[Teks Sumber]
Rabu

Nafs dan Ruh

Dalam bahasa yang biasa, Nafs dan Ruh selalu tercampur-aduk. Kadang kita berkata 'si Fulan ruhnya naik, atau ruhnya menghendaki sesuatu, atau ruhnya disiksa, atau was-was, atau gelisah, atau tenang, atau resah, atau susah'. Semua i'tibar (ibarat) itu tidak benar.

Semua itu adalah hal-ihwal NAFS, dan bukan RUH. Sesuatu yang keluar dari badan mayit ketika sakaratul maut, dan mati itu sendiri adalah NAFS, dan bukan RUH. Para malaikat berkata kepada orang-orang yang berlumuran dosa ketika mereka sekarat, yang diabadikan dalam Al Qur-an S. Al An'am (6:93) ialah 'Keluarkanlah anfus kalian; ini hari kalian disiksa dengan kehinaan'.
Dan yang merasakan mati adalah NAFS, bukan RUH. " Tiap nafs merasakan kematian " (S. Ali Imran, 3:18).
NAFS merasakan kematian tetapi tidak mati. Dia merasakan kematian pada saat keluar dari badan. Nafs sudah ada sebelum kelahiran manusia, dan akan berada sepanjang hayat. Ia akan kembali eksis lagi sesudah mati. Tentang wujud NAFS sebelum lahir, Allah berfirman dalam S. Al A'raf, 7:172):

" Dan (ingatlah) ketika Tuhanmu mengeluarkan keturunan anak cucu Adam dari sulbi mereka, dan Allah mengambil kesaksian terhadap anfus mereka (seraya berfirman): 'Bukanlah Aku ini Tuhanmu?' Mereka menjawab: 'Benar (Engkau Tuhan kami), kami menjadi saksi ".
Pada peristiwa itu NAFS telah menyaksikan akan Rububiah Allah, sehingga seseorang kelak tidak akan diterima alasannya, bahwa ia menjadi kafir disebabkan ayahnya juga kafir. Itulah satu fenomena kehadiran NAFS sebelum diberi tubuh dan dilahirkan di dunia. Tak seorang pun bisa beralasan: 'Aku kufur karena ayahku juga kufur'.
Sebetulnya setiap NAFS telah menyaksikan sendiri dengan kesaksian yang jelas tentang Sifat Rububiah Allah Swt. Dengan demikian, setiap diri telah memiliki hakikat pengertian, bahwa konsep dasar Rububiah telah ada sebelum dia dilahirkan. Sekali lagi, bahwa RUH itu tidak was-was, tidak berkendak, tidak berhawa (dekaden), tidak resah, tidak sedih, tidak merasa tersiksa dan tidak tahu apa itu yang dinamakan kejatuhan atau kebangkitan. Itu semua kerja NAFS, bukan RUH.
Di dalam Al Qur-an, NAFS itulah yang tertuduh dengan tuduhan-tuduhan kebakhilan, was-was, ragu, fujur, amarah bis-suu'. Namun ia pun mampu menjadi bersih. Maka ada sifat lawwamah, muthmainnah, radliah dan mardliah. S. Al Fajr (89:27):
" Wahai NAFS yang tenang, kembalilah kepada Tuhanmu dengan ridla-meridlai: Maka masuklah ke dalam jama'ah hamba-hambaKu, dan masuklah ke dalam Jannah-Ku".

[Item tersimpan dari sebuah koleksi]
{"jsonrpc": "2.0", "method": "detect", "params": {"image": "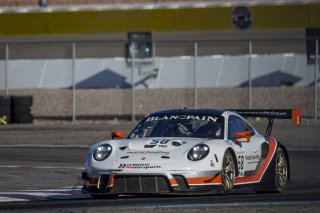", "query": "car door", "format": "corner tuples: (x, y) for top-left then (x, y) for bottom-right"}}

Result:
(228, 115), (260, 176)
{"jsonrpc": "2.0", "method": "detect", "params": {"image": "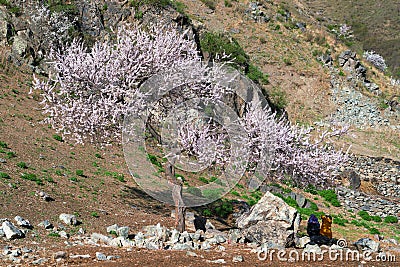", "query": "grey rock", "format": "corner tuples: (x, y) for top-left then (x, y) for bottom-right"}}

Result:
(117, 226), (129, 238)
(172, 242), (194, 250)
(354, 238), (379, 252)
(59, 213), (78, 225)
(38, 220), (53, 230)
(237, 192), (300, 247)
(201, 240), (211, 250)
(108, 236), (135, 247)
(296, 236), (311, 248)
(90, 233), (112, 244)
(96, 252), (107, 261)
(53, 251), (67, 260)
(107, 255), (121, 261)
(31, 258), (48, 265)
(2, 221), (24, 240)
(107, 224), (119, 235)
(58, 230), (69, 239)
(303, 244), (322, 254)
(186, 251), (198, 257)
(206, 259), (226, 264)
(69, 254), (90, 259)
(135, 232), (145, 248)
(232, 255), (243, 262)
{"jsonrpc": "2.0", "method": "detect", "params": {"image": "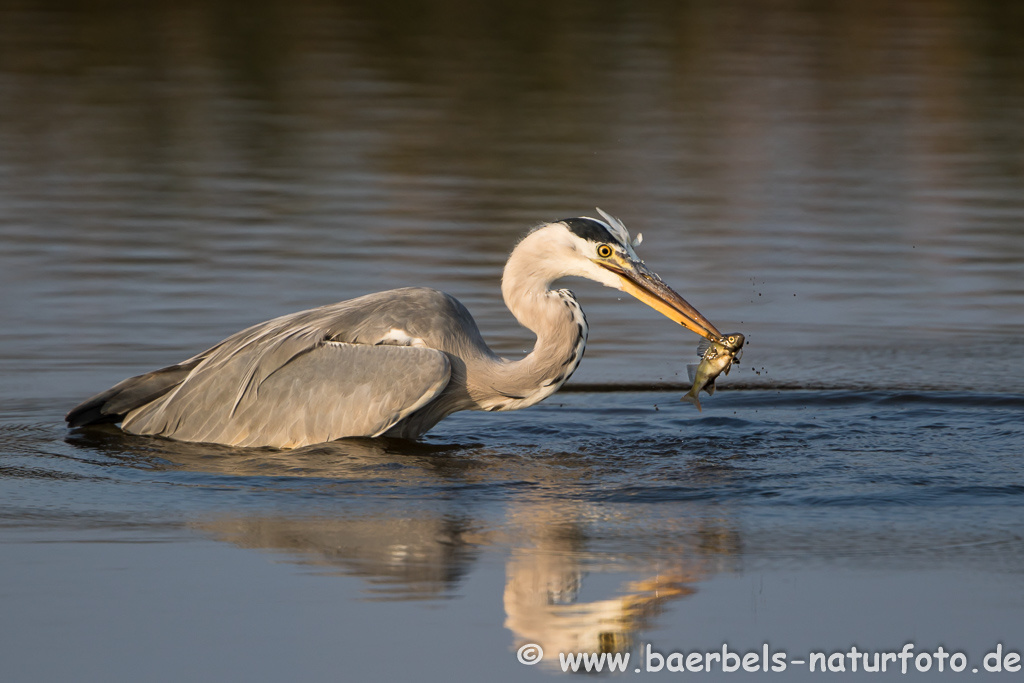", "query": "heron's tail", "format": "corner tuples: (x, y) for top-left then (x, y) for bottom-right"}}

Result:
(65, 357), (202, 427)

[Instruksi Tertulis]
Salin kembali bagian teks tentang Nafs dan Ruh yang dimulai dengan "Pada peristiwa itu" dan berlanjut sampai "kerja NAFS, bukan RUH.", lalu tukar "Rububiah" dengan "Ketuhanan".

[Jawaban]
Pada peristiwa itu NAFS telah menyaksikan akan Ketuhanan Allah, sehingga seseorang kelak tidak akan diterima alasannya, bahwa ia menjadi kafir disebabkan ayahnya juga kafir. Itulah satu fenomena kehadiran NAFS sebelum diberi tubuh dan dilahirkan di dunia. Tak seorang pun bisa beralasan: 'Aku kufur karena ayahku juga kufur'.
Sebetulnya setiap NAFS telah menyaksikan sendiri dengan kesaksian yang jelas tentang Sifat Ketuhanan Allah Swt. Dengan demikian, setiap diri telah memiliki hakikat pengertian, bahwa konsep dasar Ketuhanan telah ada sebelum dia dilahirkan. Sekali lagi, bahwa RUH itu tidak was-was, tidak berkendak, tidak berhawa (dekaden), tidak resah, tidak sedih, tidak merasa tersiksa dan tidak tahu apa itu yang dinamakan kejatuhan atau kebangkitan. Itu semua kerja NAFS, bukan RUH.